WHAT IS EXPECTED:
Please translate this sentence from the text below about living with diabetes into Spanish: "Diabetes confuses me but what else is new."
-------- EXTRACT TO READ
It's been awhile. So an update, I've started correcting whenever I check and I'm over 200. I figure hey it can't hurt to try. I have noticed that doing this keeps me from swinging into the high 300's. But the mid 200's still isnt good. Diabetes confuses me but what else is new.
Friday my 9 year old cousin caught me giving myself a shot while we were eating at a picnic table at an amusement park. I usually try to inject away from the little ones just as to avoid fears and too many questions. But she handled it pretty well, just a simple "whats that for? and does it hurt?". It reminded me of a time last summer when my mom said to me Jill do you have your meds, and one of my other cousins asked what I needed medicine for. How do you explain diabetes to a 5 year old!? Something along the lines of, "I take this special medicine because when I eat sugar, my body doesn't like it and I get a bad tummy ache", was the best I could come up with on the spot. Spending time with my cousins makes me so happy for them but some times it makes me hate diabetes. When I was there age I didnt just not eat the way they do, I didn't just say its time for a treat! Snack times were an annoying not a joyful thing to look forward to. And now we go to an amusement park and I skip the ice cream because I don't feel like taking a shot to cover it, while they have it dripping down their faces. I guess I'm jealous, I wish I had that when I was little. But in the same breath I'm glad that they probably will never have to deal with this and that makes me happy.
----------------
-------- DATASET EXCERPTS
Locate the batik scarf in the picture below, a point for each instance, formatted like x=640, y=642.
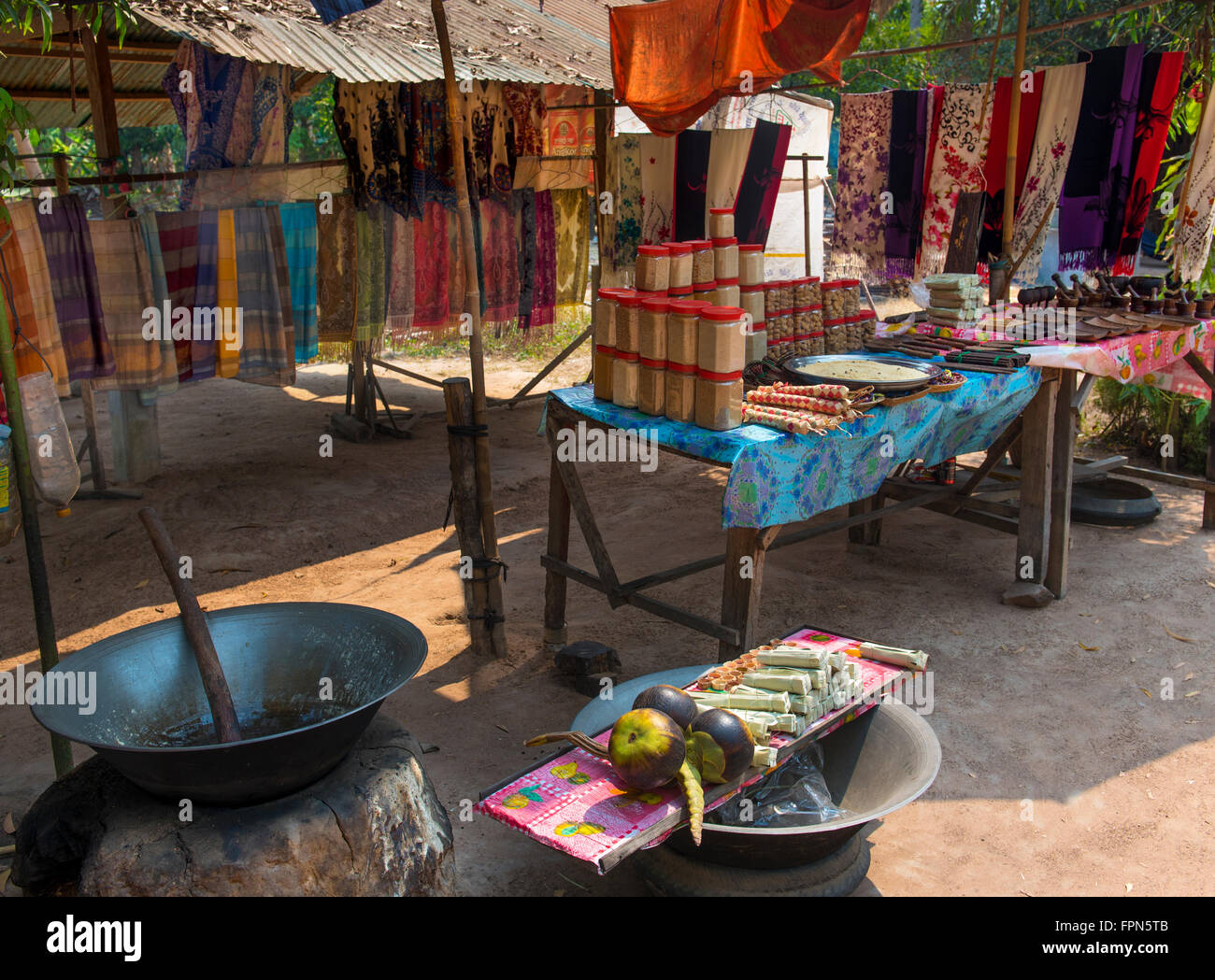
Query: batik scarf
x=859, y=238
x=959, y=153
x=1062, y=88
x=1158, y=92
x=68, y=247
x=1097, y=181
----------------
-------- DATASET EXCERPTS
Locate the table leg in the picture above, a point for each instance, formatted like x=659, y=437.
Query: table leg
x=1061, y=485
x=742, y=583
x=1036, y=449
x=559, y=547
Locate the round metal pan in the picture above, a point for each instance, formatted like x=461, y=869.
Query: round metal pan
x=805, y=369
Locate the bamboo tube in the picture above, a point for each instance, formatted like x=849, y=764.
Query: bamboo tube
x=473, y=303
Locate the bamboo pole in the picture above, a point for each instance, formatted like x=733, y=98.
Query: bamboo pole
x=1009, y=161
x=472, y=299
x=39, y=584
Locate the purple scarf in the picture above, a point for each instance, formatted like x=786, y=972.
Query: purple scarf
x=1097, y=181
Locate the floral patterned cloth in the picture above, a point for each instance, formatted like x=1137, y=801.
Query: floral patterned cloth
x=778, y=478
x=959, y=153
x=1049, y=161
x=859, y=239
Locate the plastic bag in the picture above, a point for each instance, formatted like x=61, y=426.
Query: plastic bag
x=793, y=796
----------------
-------- DATASET EXCERPTS
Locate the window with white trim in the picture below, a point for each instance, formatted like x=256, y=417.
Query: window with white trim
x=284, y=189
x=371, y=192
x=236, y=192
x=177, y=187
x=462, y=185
----------------
COMPLETED TASK:
La diabetes me confunde, pero ¿qué tiene eso de nuevo?